▶ _Task to complete_
Restate each entry below exactly; pictures stay out of the copy.

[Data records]
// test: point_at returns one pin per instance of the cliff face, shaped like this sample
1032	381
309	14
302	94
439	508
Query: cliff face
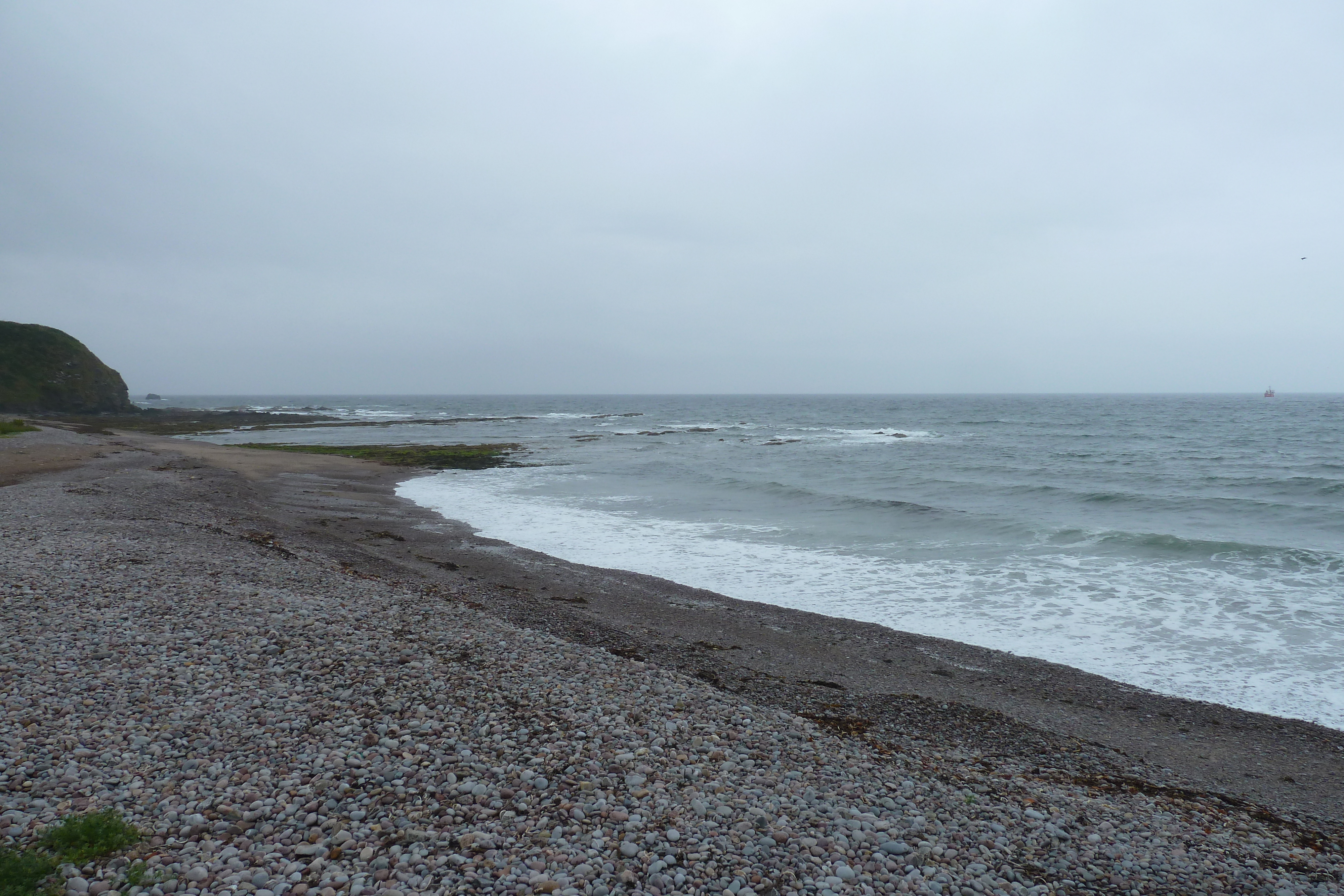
46	370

▶ _Solution below_
// test: point_at returns one pin per instance of the cliff face, shaped like this sample
1032	381
309	14
302	94
439	508
Query: cliff face
46	370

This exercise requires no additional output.